TEXT BLOCK:

***

The Greek stock market reacted strongly on Monday to hopes a pro-bailout party will win crucial national elections next month, which would avoid a catastrophic rift with international creditors and keep the struggling country within the euro currency union.
The General Index, which was moving into positive territory from the beginning of trading, reached +7,36% intraday at 52,90 points.
The General Index climbed 7,7% during the session, while the rise of Alpha Bank and Eurobank stood out.
Four polls published Sunday reversed previous trends to indicate that conservative New Democracy could come first in the June 17 vote, slightly ahead of the anti-austerity radical left Syriza party. Although the conservatives would still fall short of a governing majority, the surveys suggested they could form a coalition government with socialist PASOK, which has also pledged to stick to Greece’s austerity commitments.
Greece’s bailout creditors – the other countries in the 17-nation eurozone and the International Monetary Fund – insist that if the country reneges on its austerity commitments, the rescue loans will stop.
Fears of such an outcome have battered Greek financial markets for weeks, pushing the Athens General Index to close at a 22-year low of 485.18 points on Friday. The latest polls, however, helped it claw back some of those losses.

***

THE TASKS:
**A.** Duplicate everything in the passage on the Greek stock market from "The General Index, which" down to "Eurobank stood out.".
**B.** According to the passage on the Greek stock market, which party besides New Democracy has pledged to stick to Greece's austerity commitments?
**C.** Take the passage on the Greek stock market further, beginning after its final sentence.
The items placed after this point are separate material, unrelated to the passage on the Greek stock market.

(Data drawn from a collection)
***

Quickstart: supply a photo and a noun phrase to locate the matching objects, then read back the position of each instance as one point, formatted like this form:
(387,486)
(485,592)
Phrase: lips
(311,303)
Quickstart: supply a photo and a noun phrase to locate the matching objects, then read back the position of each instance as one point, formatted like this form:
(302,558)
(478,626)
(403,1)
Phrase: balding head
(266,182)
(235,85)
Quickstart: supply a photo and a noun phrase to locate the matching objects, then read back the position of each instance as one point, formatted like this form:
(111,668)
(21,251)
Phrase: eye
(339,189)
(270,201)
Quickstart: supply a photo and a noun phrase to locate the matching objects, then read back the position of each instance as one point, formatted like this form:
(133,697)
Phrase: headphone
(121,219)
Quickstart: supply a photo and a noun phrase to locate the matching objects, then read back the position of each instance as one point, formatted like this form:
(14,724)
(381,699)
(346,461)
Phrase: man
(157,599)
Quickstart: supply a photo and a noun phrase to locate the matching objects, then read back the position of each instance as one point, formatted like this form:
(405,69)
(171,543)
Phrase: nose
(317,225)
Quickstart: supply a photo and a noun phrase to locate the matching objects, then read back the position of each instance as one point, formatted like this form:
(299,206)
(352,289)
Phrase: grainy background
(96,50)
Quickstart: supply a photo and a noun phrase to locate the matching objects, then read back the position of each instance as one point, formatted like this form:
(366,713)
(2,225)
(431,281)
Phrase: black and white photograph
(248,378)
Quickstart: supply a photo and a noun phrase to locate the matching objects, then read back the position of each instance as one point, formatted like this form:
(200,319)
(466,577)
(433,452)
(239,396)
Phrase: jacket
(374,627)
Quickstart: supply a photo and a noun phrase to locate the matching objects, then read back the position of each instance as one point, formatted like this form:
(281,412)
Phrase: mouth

***

ANSWERS GIVEN:
**A.**
The General Index, which was moving into positive territory from the beginning of trading, reached +7,36% intraday at 52,90 points.
The General Index climbed 7,7% during the session, while the rise of Alpha Bank and Eurobank stood out.

**B.** The socialist PASOK party.

**C.**
“This is clearly due to the polls,” said Sergios Melahrinos, analyst at Solidus Securities. He noted that if the two pro-bailout parties manage to win the election and have Greece honor its austerity commitments, banks would gain access to rescue money needed to avoid collapse. Under the country’s latest international bailout, domestic banks that took huge losses from a bond swap that more than halved Greece’s privately-held debt will receive billions of euros to boost their capitalization. If a new government in Athens unilaterally tears up the bailout deal — as Syriza has threatened to do — the recapitalization would fall through.
“A potential win by the parties that back their recapitalization would be extremely good for lenders.”
But Melahrinos warned that the market would remain vulnerable to the ups and downs in the polls in the leadup to the elections. “New polls that show a reversal would obviously change the market picture.”
The General Index finally closed at 518,49 points, up 6,87%, while the banking index ended with a 6,34% rise at 204,39 points.